Exercise objective:
Print the data that follows exactly.

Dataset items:
- Opening Delimiter -

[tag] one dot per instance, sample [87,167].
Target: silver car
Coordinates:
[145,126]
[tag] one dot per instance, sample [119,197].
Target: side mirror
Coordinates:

- Closing Delimiter -

Response to the task:
[tag] one dot per instance, sample [87,167].
Target: silver car
Coordinates:
[145,126]
[tag] one dot per instance, sample [119,197].
Target: side mirror
Coordinates:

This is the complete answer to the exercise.